**Textauszug**
┄┄┄┄┄┄

Aber auch dieses Mysterium konnte mir Sabine erklären. Der
Wein wird nämlich in großen Plastikgallonen angeliefert, die einfach nicht in
die Kühltheke passen. Also füllt man sie zunächst in große Bottiche, denen man
eine nicht unerhebliche Menge Wasser zugibt (kein Witz!). Und dann wird die
verdünnte Plörre in gerade zufällig vorhandene Plastikflaschen (also auch Cola-
oder Fantaflaschen) umgefüllt.
Jeden Tag gab´s neue Tiere, aus Handtüchern gedeichselt. |
Auf Gin Tonic und Bacardi Cola (allerdings mit einheimischen
Spirituosen) habe ich bisher verzichtet. Die Kommentare der Mitreisenden waren
zu vernichtend, zumal es selbstverständlich keine Eiswürfel in den Longdrinks
gibt. (An dieser Stelle sei mir ein wenig Heimweh nach Friedrichsdorf, ins
„Impuls“ gestattet. Olaf, Du machst das alles viel besser!)
Nach dem Abendessen, das leider nicht so dolle war, saß ich
noch eine Weile in der Hotelbar und las die Rundschau vom Morgen zu Ende. Ein
kurzer Blick auf die Showbühne des Haupthauses zeigte mir, dass das Animations-Programm
schon vorbei war. Also ab ins Bett. Und da erlebte ich tatsächlich eine große
Überraschung: Ich hatte mich ja morgens beschwert, dass meine Klimaanlage nur
kühlen, aber nicht heizen könne. Jetzt konnte sie es plötzlich, und in meinem
Zimmer waren es wohltemperierte 30 Grad. Ich musste den Raum also erst mal
wieder runterkühlen, um es überhaupt dort auszuhalten.
Der Sonntag begann wie alle Tage. Ich war noch ein wenig
früher wach und landete damit schon um 9.00 Uhr im diesmal vollbesetzten
Restaurant. Ich musste ein paar Minuten warten, bis ein Platz frei wurde. Diese
Zeit habe ich genutzt und angefangen, den SPIEGEL runterzuladen, der inzwischen
zum Download bereit lag. Nach etwa 1,5 Stunden war er auf dem iPad angekommen.

┄┄┄┄┄┄

**Bereitgestellte Daten**
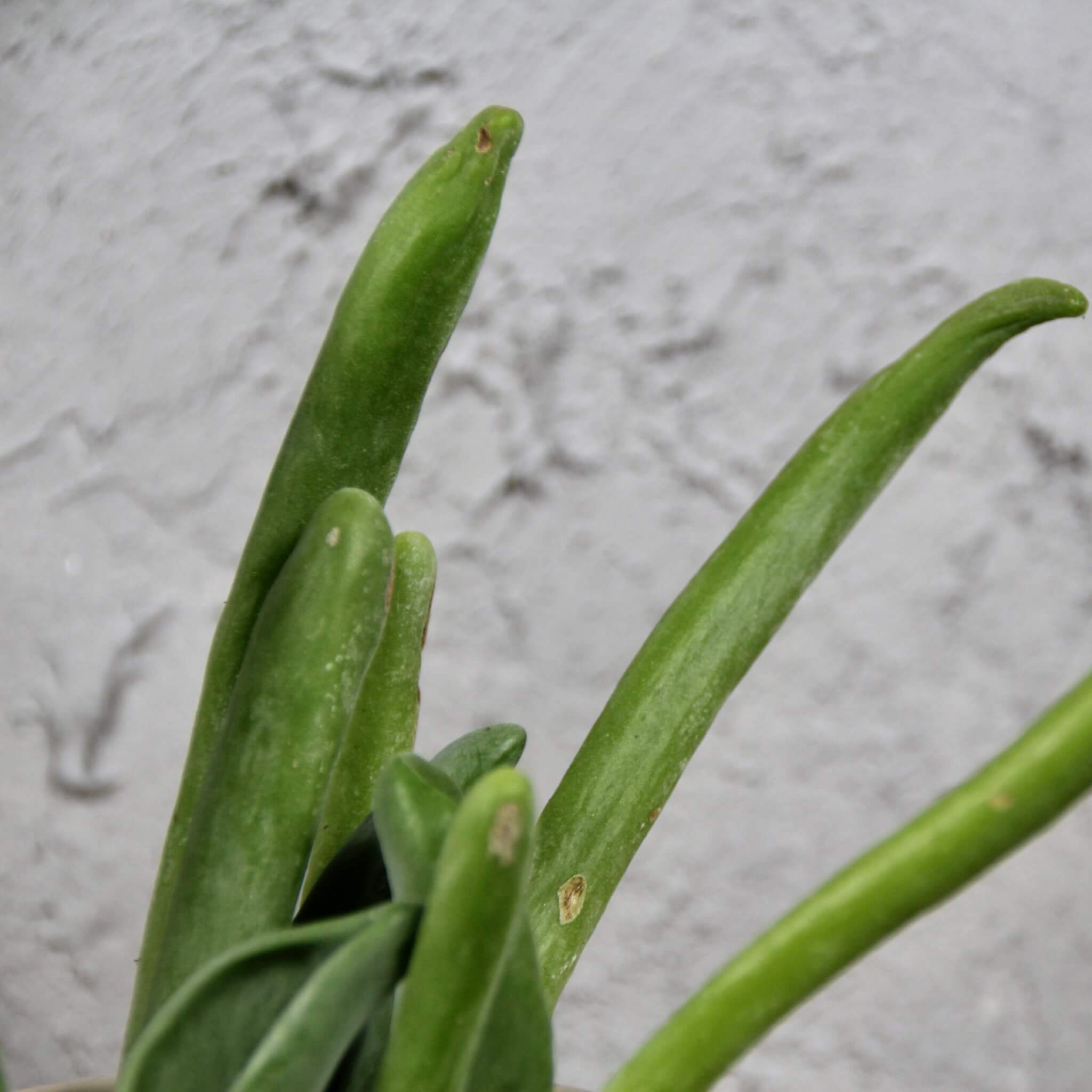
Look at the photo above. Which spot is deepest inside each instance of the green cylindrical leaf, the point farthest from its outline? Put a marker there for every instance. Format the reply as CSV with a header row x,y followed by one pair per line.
x,y
354,420
481,752
254,829
384,720
203,1037
516,1053
464,936
356,877
301,1052
711,635
972,828
414,806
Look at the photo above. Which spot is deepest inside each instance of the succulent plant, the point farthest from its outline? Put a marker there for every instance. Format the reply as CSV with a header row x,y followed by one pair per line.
x,y
334,912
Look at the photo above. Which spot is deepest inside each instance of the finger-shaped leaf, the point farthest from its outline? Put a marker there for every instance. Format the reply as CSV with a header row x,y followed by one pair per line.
x,y
248,848
353,423
356,877
968,831
366,1059
384,720
516,1053
414,807
478,753
472,912
203,1037
302,1050
711,635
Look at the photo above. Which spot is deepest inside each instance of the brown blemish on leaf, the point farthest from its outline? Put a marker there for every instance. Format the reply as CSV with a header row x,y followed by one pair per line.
x,y
389,597
571,899
428,617
505,832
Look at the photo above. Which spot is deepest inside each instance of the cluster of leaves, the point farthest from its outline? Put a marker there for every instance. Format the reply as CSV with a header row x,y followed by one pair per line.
x,y
336,914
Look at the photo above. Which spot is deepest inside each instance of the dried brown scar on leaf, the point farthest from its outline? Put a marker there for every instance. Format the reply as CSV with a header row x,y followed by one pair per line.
x,y
571,899
505,832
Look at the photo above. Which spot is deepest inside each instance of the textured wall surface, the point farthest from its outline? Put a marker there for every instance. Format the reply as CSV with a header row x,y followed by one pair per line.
x,y
722,218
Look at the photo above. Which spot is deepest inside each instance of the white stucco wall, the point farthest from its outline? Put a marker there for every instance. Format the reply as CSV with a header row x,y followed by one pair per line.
x,y
722,216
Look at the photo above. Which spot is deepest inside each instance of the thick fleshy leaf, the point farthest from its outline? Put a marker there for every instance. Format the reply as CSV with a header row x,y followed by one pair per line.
x,y
356,878
667,700
205,1035
301,1052
1009,801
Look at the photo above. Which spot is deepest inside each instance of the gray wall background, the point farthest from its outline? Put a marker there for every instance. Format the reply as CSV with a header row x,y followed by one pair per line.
x,y
723,216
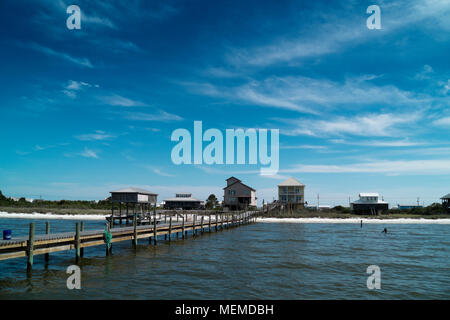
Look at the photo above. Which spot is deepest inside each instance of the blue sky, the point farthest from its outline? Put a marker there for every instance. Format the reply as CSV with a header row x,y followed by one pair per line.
x,y
87,111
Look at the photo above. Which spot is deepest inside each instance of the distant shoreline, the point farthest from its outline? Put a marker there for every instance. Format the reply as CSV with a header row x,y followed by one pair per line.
x,y
306,217
356,220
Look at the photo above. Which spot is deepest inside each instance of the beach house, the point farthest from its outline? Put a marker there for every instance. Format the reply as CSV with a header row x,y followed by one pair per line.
x,y
183,201
292,191
446,202
369,203
238,196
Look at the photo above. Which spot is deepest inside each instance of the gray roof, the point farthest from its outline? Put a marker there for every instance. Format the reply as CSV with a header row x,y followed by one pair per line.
x,y
180,199
291,182
134,190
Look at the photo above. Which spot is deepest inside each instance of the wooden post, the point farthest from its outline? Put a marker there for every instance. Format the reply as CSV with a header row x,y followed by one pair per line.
x,y
201,228
182,228
170,228
155,241
165,221
47,231
30,247
194,230
77,241
135,230
81,230
112,211
120,212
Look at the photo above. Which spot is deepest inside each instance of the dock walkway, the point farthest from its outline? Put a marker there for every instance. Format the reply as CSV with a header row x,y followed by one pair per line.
x,y
78,240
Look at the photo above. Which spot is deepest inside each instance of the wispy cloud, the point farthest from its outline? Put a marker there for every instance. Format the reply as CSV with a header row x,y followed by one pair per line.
x,y
161,173
387,167
379,143
340,33
310,95
118,100
98,135
156,116
84,62
383,124
72,88
445,122
88,153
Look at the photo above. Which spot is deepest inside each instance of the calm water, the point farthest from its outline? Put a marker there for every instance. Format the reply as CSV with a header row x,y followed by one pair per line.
x,y
258,261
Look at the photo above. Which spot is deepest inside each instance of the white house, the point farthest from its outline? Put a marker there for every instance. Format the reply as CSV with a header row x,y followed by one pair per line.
x,y
238,196
369,203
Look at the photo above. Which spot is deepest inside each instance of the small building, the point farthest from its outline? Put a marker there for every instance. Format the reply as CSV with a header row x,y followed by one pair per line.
x,y
292,192
133,195
369,203
183,201
408,206
238,196
139,201
446,202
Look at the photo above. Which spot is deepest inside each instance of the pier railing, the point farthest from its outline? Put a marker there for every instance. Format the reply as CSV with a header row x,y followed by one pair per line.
x,y
179,226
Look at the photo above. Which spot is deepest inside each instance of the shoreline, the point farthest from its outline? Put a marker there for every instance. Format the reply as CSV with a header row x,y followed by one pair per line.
x,y
53,216
351,220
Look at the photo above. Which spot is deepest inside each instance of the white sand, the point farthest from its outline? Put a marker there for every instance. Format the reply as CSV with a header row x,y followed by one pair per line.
x,y
49,215
354,220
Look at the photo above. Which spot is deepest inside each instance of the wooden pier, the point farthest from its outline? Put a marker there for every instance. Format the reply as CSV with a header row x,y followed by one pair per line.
x,y
55,242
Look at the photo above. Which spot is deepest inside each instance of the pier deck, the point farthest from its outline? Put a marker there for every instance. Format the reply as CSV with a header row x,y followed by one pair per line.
x,y
78,240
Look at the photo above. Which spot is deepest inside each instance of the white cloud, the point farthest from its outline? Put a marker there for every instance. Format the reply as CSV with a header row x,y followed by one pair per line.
x,y
445,122
73,87
87,153
117,100
387,167
380,143
310,95
98,135
156,116
336,35
50,52
383,125
161,173
425,73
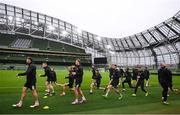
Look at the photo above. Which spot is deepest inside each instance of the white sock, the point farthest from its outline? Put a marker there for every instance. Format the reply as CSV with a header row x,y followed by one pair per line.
x,y
20,102
36,102
106,94
83,98
76,100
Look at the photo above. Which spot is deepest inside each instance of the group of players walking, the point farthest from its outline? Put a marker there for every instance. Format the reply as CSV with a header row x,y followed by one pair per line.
x,y
75,77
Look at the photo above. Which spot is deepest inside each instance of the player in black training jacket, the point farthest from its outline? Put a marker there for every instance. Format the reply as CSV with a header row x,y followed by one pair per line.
x,y
113,84
146,74
48,73
140,82
96,80
78,80
128,77
30,84
70,78
164,81
54,76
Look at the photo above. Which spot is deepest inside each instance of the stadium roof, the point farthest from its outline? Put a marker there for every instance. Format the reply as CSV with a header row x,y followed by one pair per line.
x,y
108,18
160,43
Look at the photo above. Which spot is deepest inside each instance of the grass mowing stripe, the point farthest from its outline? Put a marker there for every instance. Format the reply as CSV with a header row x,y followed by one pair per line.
x,y
10,92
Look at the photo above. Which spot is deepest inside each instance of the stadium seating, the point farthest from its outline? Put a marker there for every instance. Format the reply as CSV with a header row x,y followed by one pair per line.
x,y
24,41
21,43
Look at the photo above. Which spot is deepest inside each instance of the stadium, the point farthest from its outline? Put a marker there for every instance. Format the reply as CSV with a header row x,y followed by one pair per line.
x,y
27,34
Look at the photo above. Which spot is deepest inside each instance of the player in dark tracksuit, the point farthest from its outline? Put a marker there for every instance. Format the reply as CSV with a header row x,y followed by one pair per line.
x,y
113,84
54,76
140,82
134,76
78,80
164,81
70,78
128,77
110,72
146,74
48,73
96,80
30,84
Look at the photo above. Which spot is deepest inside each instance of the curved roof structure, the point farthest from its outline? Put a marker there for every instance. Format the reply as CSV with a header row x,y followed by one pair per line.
x,y
159,44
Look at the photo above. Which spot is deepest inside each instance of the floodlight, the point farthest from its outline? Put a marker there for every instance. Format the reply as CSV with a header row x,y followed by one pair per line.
x,y
79,30
36,23
17,19
111,52
109,46
22,20
98,38
10,18
51,27
64,33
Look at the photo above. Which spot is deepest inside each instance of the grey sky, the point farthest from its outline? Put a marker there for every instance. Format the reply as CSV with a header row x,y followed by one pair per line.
x,y
110,18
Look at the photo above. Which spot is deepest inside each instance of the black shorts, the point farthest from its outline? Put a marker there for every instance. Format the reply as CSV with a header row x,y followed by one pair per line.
x,y
115,83
70,85
147,78
134,78
78,83
31,86
49,80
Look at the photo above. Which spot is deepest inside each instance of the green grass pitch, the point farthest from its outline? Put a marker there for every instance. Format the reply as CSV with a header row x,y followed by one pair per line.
x,y
10,90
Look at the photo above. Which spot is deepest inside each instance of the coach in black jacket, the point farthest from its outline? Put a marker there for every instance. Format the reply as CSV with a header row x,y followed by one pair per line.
x,y
48,73
30,84
78,80
164,80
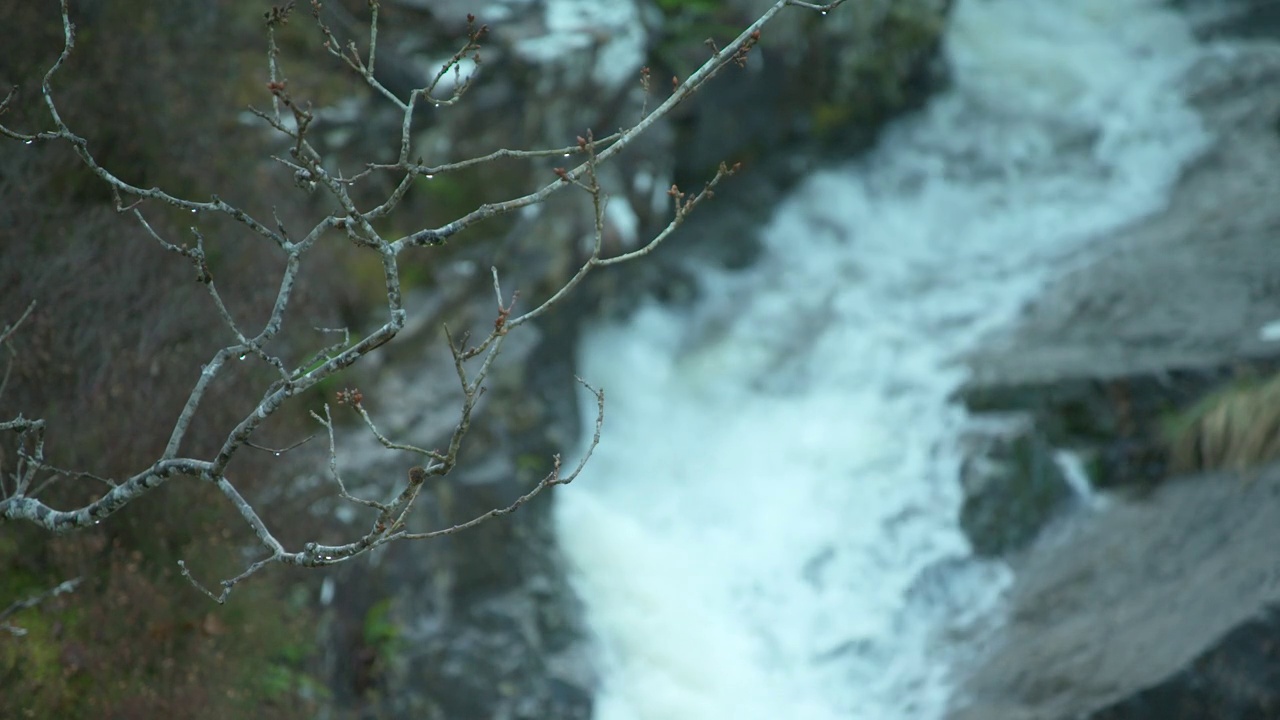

┄┄┄┄┄┄

**Aufgabe 1**
Zitieren Sie aus dem Textauszug den Abschnitt von „Nach dem Abendessen, das“ bis einschließlich „überhaupt dort auszuhalten.“.
**Aufgabe 2**
Geben Sie für jede Aussage an, ob sie mit dem Textauszug übereinstimmt (Ja oder Nein), und belegen Sie dies mit der entscheidenden Textstelle im Wortlaut: (a) Der Wein wird vor dem Umfüllen mit Wasser verdünnt. (b) Die Longdrinks werden mit Eiswürfeln serviert. (c) Der Download des SPIEGEL dauerte etwa 1,5 Stunden.

**Lösung 1**
Nach dem Abendessen, das leider nicht so dolle war, saß ich
noch eine Weile in der Hotelbar und las die Rundschau vom Morgen zu Ende. Ein
kurzer Blick auf die Showbühne des Haupthauses zeigte mir, dass das Animations-Programm
schon vorbei war. Also ab ins Bett. Und da erlebte ich tatsächlich eine große
Überraschung: Ich hatte mich ja morgens beschwert, dass meine Klimaanlage nur
kühlen, aber nicht heizen könne. Jetzt konnte sie es plötzlich, und in meinem
Zimmer waren es wohltemperierte 30 Grad. Ich musste den Raum also erst mal
wieder runterkühlen, um es überhaupt dort auszuhalten.

**Lösung 2**
(a) Ja: „denen man eine nicht unerhebliche Menge Wasser zugibt“
(b) Nein: „zumal es selbstverständlich keine Eiswürfel in den Longdrinks gibt“
(c) Ja: „Nach etwa 1,5 Stunden war er auf dem iPad angekommen.“